---------- DATA RECORDS

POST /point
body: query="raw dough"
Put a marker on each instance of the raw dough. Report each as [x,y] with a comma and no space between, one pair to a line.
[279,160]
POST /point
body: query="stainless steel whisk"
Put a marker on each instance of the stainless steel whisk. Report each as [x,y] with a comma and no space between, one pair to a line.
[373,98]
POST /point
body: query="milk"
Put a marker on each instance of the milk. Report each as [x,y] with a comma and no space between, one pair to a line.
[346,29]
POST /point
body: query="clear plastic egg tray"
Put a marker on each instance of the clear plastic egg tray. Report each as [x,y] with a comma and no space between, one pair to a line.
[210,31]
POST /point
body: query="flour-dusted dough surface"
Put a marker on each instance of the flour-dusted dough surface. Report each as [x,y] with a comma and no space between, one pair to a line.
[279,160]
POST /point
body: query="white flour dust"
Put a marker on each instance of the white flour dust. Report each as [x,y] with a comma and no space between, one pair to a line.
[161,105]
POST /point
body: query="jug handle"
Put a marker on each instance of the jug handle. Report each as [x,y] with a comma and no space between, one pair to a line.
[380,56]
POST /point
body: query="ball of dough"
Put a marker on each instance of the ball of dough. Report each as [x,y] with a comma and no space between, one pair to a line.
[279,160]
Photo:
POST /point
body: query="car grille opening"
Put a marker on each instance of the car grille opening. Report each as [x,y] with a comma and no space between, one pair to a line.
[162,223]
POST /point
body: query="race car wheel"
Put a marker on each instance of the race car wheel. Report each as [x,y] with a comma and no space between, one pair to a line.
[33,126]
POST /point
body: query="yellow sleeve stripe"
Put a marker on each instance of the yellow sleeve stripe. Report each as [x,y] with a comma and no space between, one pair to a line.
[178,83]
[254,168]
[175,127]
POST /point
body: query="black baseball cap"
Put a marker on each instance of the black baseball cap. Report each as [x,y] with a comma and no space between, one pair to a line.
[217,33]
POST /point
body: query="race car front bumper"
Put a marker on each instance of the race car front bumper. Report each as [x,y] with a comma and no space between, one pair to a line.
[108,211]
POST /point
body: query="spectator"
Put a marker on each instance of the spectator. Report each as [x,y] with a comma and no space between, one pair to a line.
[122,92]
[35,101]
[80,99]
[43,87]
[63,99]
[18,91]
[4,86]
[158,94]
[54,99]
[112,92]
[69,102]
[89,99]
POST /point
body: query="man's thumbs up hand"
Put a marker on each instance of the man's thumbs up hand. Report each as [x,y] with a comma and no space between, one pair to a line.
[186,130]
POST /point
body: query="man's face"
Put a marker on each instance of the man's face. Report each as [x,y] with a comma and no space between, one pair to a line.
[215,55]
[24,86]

--------------------

EXERCISE:
Extract each record, keeping it identical to the original.

OUTPUT OF THE TASK:
POST /point
body: query="raw dough"
Put a marker on each instance of the raw dough. Report each as [x,y] with a comma and no space between, one pair to a line.
[279,160]
POST /point
body: query="stainless steel whisk"
Put a marker on each instance of the stainless steel whisk. Report each as [x,y] with a comma and no space between, one pair to a line.
[373,98]
POST /point
body: query="milk"
Put a marker on each instance of the milk. Report each as [x,y] with a comma and no space between, one pair to a line.
[346,29]
POST /point
body: query="clear plastic egg tray"
Put a marker on each instance of the clear plastic egg tray. Report each as [x,y] with a comma and no space between, one pair to a line.
[210,31]
POST /point
body: query="flour-dusted dough surface"
Put a marker on each instance of the flour-dusted dough surface. Report each as [x,y] with a comma and no space between, one pair to a line.
[279,160]
POST /point
body: query="white flour dust"
Put a marker on each instance of the white flour dust. Report each as [x,y] with a comma and no space between, one pair to a line.
[161,105]
POST /point
body: query="jug handle"
Put a marker on each instance of the jug handle. Report each as [x,y] with a comma and no space between, one pair to a line.
[380,56]
POST /point
body: query="ball of dough"
Put a marker on each instance of the ball of dough. Report each as [x,y] with a comma and no space between, one pair to a line.
[279,160]
Photo:
POST /point
body: query="car grille opening"
Put a marker on each instance of the car grille opening. Report each as [x,y] with a comma and no space between, one pair to a line.
[162,223]
POST /point
body: query="race car wheel"
Put a marker on each instance of the race car wheel. Report each as [x,y] with a comma and no space between, one pair to a line.
[33,126]
POST /point
body: query="yellow sleeve stripe"
Put a marker on each instance of the yellow sleeve stripe. Report each as [x,y] with a comma and no space between, one pair to a line.
[178,83]
[254,168]
[175,127]
POST /point
body: query="black baseball cap"
Put a marker on each instance of the black baseball cap. Report each as [x,y] with a comma and no space between, one pair to a line.
[217,33]
POST /point
body: query="race car front bumper"
Put a marker on each instance of the race car front bumper. Report each as [x,y] with a comma and no space between, one pair to a line.
[108,211]
POST /point
body: query="spectator"
Put a marker on each instance of the spectator. Report each as [x,y] with a comma and no space between, one pair to a line.
[122,92]
[35,101]
[80,99]
[43,87]
[63,99]
[18,91]
[4,86]
[158,94]
[54,99]
[112,92]
[69,102]
[89,99]
POST /point
body: query="man's thumbs up hand"
Put a marker on each instance of the man's thumbs up hand. Report each as [x,y] with a comma and no space between, one pair to a line.
[186,130]
POST /point
body: query="man's face"
Put a marker on each instance of the man's face. Report each as [x,y] with a comma and no space between, one pair to a line.
[215,55]
[24,86]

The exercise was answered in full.